Per favore, estrai dai record qui sotto le righe che partono da quella con "Mark a point on each instance of the green foliage" e proseguono fino a quella con "214), (79, 234)]", entrambe incluse. Riportale senza alcuna modifica.

··········

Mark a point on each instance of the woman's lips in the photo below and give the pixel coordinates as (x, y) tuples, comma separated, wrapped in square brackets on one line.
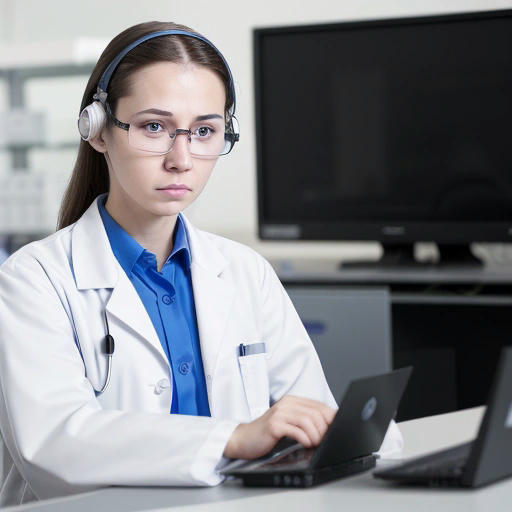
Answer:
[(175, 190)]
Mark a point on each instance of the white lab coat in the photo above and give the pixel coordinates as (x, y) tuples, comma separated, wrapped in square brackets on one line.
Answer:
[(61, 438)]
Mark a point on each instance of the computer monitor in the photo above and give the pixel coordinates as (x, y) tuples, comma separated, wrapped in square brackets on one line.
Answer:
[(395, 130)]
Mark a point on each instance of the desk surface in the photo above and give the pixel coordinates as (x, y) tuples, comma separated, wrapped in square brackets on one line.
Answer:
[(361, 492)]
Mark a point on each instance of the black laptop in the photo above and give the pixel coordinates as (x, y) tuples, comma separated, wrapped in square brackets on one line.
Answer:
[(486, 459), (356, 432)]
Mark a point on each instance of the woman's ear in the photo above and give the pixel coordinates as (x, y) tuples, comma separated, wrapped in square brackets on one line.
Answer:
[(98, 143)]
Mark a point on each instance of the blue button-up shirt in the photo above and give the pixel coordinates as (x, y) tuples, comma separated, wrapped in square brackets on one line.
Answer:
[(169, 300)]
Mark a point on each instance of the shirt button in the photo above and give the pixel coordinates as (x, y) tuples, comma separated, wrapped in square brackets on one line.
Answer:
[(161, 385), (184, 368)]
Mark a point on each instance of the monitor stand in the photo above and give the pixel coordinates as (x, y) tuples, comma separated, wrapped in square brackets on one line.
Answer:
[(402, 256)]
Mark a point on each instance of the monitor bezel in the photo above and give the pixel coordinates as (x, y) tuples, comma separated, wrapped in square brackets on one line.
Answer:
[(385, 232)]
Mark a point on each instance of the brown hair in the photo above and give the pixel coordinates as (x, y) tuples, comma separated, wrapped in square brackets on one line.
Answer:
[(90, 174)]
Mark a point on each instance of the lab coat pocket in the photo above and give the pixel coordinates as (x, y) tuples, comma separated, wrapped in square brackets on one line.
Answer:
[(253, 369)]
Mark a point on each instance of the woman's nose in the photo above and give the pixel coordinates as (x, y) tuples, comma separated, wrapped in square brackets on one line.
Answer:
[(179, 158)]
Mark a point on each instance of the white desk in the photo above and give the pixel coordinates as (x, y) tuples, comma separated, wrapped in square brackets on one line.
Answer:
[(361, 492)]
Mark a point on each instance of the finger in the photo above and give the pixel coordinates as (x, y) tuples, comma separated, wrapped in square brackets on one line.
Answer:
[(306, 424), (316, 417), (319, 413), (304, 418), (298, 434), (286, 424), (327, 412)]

··········

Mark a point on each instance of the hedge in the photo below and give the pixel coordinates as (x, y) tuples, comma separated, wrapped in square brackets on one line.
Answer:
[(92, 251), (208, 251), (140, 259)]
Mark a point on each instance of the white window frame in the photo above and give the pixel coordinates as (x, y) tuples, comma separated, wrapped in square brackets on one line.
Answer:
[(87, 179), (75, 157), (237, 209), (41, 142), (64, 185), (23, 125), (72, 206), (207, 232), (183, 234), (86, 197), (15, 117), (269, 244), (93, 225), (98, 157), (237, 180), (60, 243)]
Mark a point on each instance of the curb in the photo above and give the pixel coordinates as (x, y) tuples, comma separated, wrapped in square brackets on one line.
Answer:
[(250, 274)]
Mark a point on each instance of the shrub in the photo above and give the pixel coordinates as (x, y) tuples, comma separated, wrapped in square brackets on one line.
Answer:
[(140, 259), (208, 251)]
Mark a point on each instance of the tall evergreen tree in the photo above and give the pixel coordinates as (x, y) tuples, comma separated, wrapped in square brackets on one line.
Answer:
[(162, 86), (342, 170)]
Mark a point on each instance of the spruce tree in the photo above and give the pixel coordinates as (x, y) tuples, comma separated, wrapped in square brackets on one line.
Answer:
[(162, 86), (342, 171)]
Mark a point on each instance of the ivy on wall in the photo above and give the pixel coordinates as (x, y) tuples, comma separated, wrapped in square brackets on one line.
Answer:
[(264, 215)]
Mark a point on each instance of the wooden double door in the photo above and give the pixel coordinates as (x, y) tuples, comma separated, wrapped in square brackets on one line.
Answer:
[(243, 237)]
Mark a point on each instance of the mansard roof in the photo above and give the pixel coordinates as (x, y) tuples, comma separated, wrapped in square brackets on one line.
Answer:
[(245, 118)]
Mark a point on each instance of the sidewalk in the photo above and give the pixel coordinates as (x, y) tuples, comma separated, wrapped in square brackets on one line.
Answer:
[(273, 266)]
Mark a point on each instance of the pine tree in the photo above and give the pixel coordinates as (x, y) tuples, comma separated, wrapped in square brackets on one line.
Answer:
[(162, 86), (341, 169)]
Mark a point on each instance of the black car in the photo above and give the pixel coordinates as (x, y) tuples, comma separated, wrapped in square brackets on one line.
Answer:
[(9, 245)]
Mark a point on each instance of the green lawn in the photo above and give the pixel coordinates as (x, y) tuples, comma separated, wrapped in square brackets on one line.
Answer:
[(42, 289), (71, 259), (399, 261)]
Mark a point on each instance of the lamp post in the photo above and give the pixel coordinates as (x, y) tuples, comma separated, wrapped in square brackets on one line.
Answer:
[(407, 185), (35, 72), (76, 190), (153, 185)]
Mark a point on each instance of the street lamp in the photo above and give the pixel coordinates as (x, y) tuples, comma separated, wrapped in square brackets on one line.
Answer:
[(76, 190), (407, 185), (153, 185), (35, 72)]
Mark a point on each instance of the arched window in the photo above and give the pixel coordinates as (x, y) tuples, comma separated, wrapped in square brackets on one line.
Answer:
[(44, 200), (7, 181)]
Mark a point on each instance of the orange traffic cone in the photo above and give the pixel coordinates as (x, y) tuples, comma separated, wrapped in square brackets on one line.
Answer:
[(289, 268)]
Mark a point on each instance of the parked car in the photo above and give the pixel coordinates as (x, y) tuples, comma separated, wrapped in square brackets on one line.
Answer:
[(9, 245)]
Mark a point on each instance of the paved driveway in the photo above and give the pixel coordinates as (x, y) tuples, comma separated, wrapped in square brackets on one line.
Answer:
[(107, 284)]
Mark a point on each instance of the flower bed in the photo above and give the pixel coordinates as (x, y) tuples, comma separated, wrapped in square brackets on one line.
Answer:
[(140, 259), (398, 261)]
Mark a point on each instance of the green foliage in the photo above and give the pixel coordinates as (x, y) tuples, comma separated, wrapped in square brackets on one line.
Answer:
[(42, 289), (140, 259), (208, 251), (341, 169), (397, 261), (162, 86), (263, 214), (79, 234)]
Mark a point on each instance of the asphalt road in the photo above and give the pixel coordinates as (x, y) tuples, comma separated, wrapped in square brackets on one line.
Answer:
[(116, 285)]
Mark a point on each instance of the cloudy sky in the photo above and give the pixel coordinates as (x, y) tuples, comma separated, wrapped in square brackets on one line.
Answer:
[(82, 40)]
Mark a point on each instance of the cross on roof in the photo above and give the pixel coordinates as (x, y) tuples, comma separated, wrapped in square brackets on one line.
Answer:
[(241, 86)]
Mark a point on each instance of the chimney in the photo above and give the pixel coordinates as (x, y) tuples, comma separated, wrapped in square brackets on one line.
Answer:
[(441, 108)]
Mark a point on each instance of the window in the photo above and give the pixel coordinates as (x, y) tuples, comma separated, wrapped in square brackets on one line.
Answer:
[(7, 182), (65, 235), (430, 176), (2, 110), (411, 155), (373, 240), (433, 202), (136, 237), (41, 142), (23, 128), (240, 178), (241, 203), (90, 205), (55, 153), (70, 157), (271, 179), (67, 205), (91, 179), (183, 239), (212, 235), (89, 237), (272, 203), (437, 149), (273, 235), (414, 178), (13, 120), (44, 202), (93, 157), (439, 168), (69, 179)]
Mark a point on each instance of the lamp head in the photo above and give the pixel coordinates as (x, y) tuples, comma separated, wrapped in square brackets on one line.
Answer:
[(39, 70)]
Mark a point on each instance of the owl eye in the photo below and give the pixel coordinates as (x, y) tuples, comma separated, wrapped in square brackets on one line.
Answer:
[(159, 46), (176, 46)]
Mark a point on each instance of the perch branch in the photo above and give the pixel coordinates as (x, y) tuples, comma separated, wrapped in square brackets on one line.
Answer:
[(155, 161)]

··········

Risultato —
Mark a point on each instance of the green foliage in the photo above and give the pixel coordinates as (x, y) tuples, comma separated, wrapped in square brackets on one line.
Answer:
[(42, 289), (140, 259), (208, 251), (341, 169), (397, 261), (162, 86), (263, 214), (79, 234)]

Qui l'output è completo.